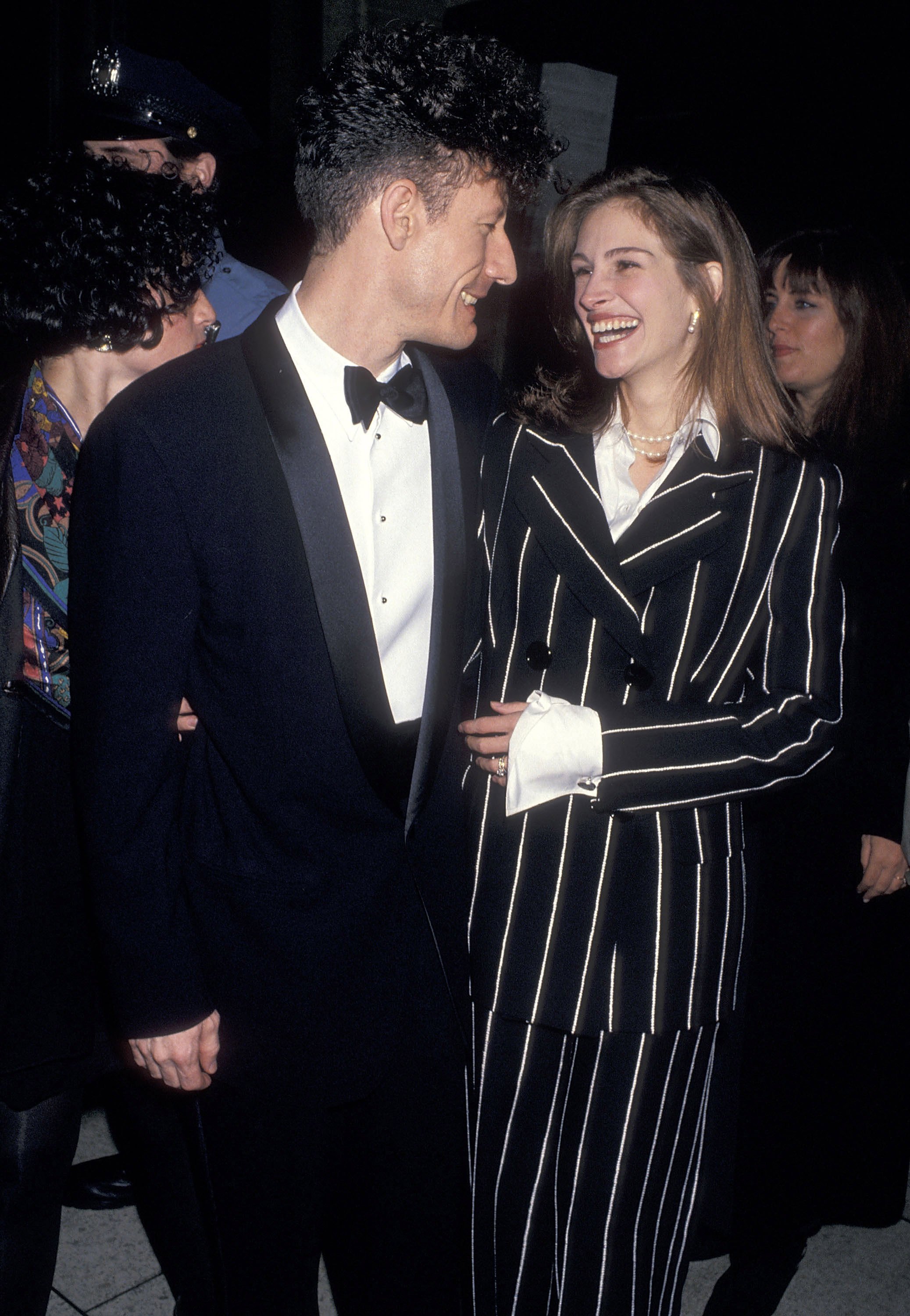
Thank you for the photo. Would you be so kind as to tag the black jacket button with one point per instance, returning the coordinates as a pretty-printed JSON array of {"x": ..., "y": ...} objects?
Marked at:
[
  {"x": 638, "y": 677},
  {"x": 538, "y": 656}
]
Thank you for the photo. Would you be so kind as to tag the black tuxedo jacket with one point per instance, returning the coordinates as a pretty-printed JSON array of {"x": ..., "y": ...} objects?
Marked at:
[
  {"x": 262, "y": 866},
  {"x": 708, "y": 639}
]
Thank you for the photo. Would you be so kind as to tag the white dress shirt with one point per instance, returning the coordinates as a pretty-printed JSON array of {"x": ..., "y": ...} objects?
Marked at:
[
  {"x": 557, "y": 748},
  {"x": 383, "y": 473}
]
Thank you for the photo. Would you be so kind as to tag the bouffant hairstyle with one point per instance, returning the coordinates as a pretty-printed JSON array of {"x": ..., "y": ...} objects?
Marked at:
[
  {"x": 730, "y": 365},
  {"x": 94, "y": 252},
  {"x": 416, "y": 103},
  {"x": 868, "y": 401}
]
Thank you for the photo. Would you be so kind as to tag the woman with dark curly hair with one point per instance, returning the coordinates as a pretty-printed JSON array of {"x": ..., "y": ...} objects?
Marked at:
[
  {"x": 100, "y": 277},
  {"x": 826, "y": 1062}
]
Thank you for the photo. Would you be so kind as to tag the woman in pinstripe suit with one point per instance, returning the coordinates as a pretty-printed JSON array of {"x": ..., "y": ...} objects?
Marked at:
[{"x": 662, "y": 639}]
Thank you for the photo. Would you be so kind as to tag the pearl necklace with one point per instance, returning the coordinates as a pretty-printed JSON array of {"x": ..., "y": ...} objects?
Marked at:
[{"x": 655, "y": 458}]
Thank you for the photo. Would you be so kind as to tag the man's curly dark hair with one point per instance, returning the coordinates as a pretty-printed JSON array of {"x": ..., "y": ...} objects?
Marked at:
[
  {"x": 93, "y": 250},
  {"x": 414, "y": 102}
]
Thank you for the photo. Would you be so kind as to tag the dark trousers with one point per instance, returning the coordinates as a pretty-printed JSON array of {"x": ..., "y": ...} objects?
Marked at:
[
  {"x": 377, "y": 1185},
  {"x": 36, "y": 1151},
  {"x": 587, "y": 1155}
]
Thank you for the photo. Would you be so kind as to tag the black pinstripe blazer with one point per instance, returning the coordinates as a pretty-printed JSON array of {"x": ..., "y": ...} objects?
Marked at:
[{"x": 709, "y": 640}]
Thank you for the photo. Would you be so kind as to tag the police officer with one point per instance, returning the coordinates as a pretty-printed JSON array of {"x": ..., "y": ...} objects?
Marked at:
[{"x": 154, "y": 115}]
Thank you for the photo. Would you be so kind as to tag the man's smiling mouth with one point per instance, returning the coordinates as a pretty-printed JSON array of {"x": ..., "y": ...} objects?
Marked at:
[{"x": 613, "y": 331}]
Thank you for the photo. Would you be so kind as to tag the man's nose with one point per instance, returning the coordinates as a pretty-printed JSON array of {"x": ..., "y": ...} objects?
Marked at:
[{"x": 501, "y": 260}]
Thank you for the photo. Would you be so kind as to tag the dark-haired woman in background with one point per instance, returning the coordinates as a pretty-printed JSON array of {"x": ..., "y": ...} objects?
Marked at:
[
  {"x": 100, "y": 278},
  {"x": 824, "y": 1135},
  {"x": 664, "y": 622}
]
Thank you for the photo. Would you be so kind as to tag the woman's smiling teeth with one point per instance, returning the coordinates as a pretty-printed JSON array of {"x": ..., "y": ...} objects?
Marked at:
[{"x": 612, "y": 331}]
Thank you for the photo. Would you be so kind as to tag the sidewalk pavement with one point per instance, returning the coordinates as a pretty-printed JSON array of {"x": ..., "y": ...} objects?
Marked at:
[{"x": 106, "y": 1266}]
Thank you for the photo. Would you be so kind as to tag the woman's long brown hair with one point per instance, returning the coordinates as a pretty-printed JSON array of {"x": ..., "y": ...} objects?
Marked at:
[{"x": 732, "y": 364}]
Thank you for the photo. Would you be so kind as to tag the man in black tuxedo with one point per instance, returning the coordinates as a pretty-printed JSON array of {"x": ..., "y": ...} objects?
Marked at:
[{"x": 281, "y": 531}]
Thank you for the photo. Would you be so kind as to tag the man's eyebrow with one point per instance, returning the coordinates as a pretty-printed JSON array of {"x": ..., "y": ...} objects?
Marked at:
[{"x": 580, "y": 256}]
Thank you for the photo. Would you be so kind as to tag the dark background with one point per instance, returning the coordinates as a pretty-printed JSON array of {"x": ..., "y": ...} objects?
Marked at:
[{"x": 795, "y": 111}]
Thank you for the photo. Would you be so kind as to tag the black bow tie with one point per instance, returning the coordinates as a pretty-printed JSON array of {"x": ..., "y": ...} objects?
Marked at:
[{"x": 406, "y": 394}]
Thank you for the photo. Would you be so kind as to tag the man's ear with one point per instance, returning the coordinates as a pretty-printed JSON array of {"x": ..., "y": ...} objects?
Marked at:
[
  {"x": 714, "y": 275},
  {"x": 400, "y": 208},
  {"x": 199, "y": 172}
]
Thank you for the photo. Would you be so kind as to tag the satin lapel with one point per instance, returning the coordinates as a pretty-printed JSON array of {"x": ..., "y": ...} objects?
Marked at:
[
  {"x": 558, "y": 495},
  {"x": 449, "y": 583},
  {"x": 332, "y": 558},
  {"x": 689, "y": 516}
]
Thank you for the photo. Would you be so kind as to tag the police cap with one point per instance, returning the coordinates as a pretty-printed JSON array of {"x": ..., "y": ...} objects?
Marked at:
[{"x": 131, "y": 95}]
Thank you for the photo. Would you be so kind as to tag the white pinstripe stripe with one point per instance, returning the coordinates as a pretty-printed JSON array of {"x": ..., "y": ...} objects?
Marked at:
[
  {"x": 658, "y": 912},
  {"x": 645, "y": 611},
  {"x": 724, "y": 795},
  {"x": 742, "y": 566},
  {"x": 578, "y": 1166},
  {"x": 695, "y": 948},
  {"x": 512, "y": 906},
  {"x": 696, "y": 1148},
  {"x": 593, "y": 924},
  {"x": 553, "y": 911},
  {"x": 659, "y": 544},
  {"x": 480, "y": 855},
  {"x": 771, "y": 572},
  {"x": 616, "y": 1176},
  {"x": 496, "y": 539},
  {"x": 720, "y": 762},
  {"x": 476, "y": 1144},
  {"x": 559, "y": 1153},
  {"x": 704, "y": 476},
  {"x": 670, "y": 1166},
  {"x": 613, "y": 986},
  {"x": 695, "y": 1185},
  {"x": 553, "y": 614},
  {"x": 742, "y": 918},
  {"x": 685, "y": 629},
  {"x": 514, "y": 632},
  {"x": 672, "y": 727},
  {"x": 505, "y": 1148},
  {"x": 812, "y": 591},
  {"x": 591, "y": 558},
  {"x": 647, "y": 1172},
  {"x": 726, "y": 920},
  {"x": 537, "y": 1178}
]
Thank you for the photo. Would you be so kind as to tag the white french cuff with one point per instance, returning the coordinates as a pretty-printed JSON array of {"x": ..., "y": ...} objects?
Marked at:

━━━━━━━━━━━━━━━━━━━━

▶ WHAT IS EXPECTED
Pictures aside, write out verbatim every line from the first line of the material through the line holding "the white dress".

▶ WRITTEN REPLY
Thank you for the photo. Would you be so kind as to tag the black jacket button with one point per instance, returning the coordinates as a pretty-printed JSON array of {"x": ..., "y": ...} objects?
Marked at:
[
  {"x": 638, "y": 677},
  {"x": 538, "y": 656}
]
Thank you for the photo. Would you be so kind as to tag the black tuxedo jacket with one point per instance, returning the coordinates as a pretty-printed JSON array of {"x": ..., "y": ...} objects?
Marked at:
[
  {"x": 262, "y": 866},
  {"x": 708, "y": 639}
]
Thank you for the photo. Would you be so kind as to tag the white dress shirt with one point per instance, returning the coordinates as a pretty-printed JSON array of {"x": ..., "y": ...} objects?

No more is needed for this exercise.